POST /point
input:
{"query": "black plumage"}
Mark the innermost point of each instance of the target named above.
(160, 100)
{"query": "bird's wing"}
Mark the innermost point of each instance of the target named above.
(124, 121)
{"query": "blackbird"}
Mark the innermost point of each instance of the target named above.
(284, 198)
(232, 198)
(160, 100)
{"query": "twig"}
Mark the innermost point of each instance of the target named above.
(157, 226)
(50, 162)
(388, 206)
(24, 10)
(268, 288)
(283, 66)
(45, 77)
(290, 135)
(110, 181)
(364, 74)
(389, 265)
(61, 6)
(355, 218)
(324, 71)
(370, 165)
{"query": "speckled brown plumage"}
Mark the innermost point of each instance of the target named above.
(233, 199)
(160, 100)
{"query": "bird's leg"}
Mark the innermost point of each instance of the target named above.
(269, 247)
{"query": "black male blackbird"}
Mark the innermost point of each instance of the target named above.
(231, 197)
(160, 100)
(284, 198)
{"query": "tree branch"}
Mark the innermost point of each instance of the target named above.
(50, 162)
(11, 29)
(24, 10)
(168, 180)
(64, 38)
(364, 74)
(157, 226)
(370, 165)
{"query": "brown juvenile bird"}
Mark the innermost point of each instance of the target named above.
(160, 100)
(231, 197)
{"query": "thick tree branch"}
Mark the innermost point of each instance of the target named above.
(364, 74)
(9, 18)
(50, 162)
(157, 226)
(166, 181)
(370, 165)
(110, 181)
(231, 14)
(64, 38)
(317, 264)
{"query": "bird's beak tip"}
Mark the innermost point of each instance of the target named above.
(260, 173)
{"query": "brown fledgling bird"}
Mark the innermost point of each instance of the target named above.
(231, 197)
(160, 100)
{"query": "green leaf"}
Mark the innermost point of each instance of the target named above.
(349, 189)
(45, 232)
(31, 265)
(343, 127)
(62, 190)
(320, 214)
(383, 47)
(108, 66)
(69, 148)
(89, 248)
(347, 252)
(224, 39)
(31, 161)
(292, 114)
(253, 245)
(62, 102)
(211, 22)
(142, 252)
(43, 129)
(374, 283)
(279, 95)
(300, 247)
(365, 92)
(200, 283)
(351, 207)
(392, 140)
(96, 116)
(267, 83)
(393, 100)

☆ ☆ ☆

> Given problem: Count the lines in the listing above that contain the string "branch", and reply with the number alone.

> Final result: 2